- WHAT IS BEING ASKED:
Rewrite every line of the records below, requests included, and shift each point coordinate in the answers by adding 142 to it.

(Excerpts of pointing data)

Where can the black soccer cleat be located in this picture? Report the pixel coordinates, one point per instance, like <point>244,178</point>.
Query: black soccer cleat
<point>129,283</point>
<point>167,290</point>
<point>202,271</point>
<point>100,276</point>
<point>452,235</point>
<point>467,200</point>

- COMPLETED TASK:
Where can the black soccer cleat be located in this picture? Report the pixel coordinates, one point per instance, like <point>244,178</point>.
Query: black soccer cleat
<point>271,425</point>
<point>309,432</point>
<point>344,413</point>
<point>242,418</point>
<point>594,377</point>
<point>609,342</point>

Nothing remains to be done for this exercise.